Items from a dataset

---+---

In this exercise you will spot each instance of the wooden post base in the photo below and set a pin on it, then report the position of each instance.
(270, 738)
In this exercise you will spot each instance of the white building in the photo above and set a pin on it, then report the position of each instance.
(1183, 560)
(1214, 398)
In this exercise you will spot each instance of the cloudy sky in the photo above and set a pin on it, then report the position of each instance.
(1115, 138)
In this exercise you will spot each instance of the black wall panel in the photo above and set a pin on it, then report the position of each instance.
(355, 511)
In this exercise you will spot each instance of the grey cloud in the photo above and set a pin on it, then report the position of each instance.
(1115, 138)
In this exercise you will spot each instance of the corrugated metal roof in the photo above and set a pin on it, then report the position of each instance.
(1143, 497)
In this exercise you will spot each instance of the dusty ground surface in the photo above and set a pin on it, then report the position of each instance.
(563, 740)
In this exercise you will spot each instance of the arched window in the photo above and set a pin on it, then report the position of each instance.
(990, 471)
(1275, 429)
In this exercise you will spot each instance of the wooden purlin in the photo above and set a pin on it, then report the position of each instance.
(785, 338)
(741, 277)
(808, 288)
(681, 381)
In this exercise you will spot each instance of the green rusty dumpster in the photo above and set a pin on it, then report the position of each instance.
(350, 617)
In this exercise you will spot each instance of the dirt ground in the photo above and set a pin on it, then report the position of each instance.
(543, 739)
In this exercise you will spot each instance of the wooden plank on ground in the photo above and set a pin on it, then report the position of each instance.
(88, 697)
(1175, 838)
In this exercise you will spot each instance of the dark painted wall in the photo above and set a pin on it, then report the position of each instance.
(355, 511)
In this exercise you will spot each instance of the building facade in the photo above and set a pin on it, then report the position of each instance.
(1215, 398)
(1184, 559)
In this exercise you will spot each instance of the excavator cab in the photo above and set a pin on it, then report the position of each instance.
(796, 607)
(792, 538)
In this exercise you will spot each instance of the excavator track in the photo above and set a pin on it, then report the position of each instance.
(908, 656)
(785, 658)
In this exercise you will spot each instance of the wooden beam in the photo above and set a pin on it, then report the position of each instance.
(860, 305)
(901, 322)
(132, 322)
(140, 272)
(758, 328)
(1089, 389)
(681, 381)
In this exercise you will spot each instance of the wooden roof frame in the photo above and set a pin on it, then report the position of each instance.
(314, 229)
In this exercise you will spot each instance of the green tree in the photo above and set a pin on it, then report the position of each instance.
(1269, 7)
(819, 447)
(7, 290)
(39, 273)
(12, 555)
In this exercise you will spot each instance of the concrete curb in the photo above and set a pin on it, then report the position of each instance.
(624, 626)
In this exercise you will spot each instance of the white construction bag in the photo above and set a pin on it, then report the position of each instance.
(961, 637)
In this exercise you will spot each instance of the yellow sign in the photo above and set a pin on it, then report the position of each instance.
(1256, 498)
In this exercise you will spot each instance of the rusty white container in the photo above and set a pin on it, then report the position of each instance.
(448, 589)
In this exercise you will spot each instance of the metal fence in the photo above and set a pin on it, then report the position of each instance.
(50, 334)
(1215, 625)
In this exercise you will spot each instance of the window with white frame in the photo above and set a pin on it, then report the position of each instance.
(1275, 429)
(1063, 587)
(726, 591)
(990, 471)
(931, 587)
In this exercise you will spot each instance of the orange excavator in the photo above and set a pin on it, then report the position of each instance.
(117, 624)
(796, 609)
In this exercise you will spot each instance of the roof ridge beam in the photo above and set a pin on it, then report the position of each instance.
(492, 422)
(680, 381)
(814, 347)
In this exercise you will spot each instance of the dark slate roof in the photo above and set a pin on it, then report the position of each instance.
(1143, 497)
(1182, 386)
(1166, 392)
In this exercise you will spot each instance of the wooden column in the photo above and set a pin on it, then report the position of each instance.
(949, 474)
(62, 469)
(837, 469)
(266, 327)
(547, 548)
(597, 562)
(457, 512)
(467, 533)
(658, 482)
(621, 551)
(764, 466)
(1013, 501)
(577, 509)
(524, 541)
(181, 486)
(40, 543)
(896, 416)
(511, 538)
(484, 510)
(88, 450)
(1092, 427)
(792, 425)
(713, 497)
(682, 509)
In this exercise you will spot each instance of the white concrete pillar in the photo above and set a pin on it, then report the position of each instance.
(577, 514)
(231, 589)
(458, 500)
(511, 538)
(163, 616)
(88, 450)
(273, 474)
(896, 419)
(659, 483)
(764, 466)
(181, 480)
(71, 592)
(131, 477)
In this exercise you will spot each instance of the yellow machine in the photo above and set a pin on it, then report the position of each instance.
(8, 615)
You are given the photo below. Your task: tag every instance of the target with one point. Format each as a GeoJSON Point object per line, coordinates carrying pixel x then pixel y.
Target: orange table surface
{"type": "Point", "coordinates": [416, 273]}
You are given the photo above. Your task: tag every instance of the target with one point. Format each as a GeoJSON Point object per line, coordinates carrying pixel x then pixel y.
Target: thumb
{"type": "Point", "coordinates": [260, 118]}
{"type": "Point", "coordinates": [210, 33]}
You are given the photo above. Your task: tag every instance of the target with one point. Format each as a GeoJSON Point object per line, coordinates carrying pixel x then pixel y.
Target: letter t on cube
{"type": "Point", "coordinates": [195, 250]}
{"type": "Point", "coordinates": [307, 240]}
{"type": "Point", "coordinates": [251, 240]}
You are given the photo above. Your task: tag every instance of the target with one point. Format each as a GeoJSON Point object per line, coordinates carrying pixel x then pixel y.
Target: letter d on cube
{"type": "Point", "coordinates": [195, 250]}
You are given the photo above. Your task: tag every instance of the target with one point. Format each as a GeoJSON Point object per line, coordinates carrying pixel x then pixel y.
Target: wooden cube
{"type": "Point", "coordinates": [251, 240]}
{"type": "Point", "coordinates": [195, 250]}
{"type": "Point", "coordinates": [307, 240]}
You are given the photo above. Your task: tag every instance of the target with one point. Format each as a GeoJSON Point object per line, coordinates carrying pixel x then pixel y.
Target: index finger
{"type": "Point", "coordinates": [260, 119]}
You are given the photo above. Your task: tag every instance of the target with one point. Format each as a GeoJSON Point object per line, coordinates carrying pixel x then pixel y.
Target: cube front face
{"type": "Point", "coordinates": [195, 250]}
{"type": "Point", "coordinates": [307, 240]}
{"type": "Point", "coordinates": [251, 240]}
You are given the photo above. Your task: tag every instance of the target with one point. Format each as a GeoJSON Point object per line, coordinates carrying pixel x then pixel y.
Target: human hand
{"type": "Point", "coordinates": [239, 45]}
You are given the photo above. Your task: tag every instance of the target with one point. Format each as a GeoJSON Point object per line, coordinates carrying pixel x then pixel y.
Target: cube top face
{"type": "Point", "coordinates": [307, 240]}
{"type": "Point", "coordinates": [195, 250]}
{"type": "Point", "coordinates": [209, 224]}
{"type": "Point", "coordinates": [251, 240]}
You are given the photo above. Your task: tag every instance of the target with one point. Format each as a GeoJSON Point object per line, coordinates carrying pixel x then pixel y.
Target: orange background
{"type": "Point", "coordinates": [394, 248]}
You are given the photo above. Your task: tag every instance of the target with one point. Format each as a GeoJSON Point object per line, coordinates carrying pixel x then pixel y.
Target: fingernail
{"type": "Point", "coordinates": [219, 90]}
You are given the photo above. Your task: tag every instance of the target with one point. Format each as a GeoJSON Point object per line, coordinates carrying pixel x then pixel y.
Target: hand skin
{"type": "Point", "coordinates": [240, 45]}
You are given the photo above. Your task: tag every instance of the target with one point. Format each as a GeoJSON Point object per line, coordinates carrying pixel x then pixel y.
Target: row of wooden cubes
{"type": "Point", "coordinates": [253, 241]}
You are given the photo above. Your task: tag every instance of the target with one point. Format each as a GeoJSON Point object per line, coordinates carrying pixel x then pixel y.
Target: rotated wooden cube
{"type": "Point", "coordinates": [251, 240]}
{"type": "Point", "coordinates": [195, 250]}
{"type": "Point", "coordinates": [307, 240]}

---+---

# Exercise aim
Could you copy the material word for word, from the line with "In this exercise you will spot each instance of the rusty" up to and including the line with "(1215, 625)"?

# The reply
In this exercise you will spot each instance of the rusty white container in the photo above and set a pin on it, then report the position of each instance.
(448, 589)
In this exercise you will spot each instance of the metal fence in the photo above and set a pin on it, then report the position of each instance.
(50, 334)
(1215, 625)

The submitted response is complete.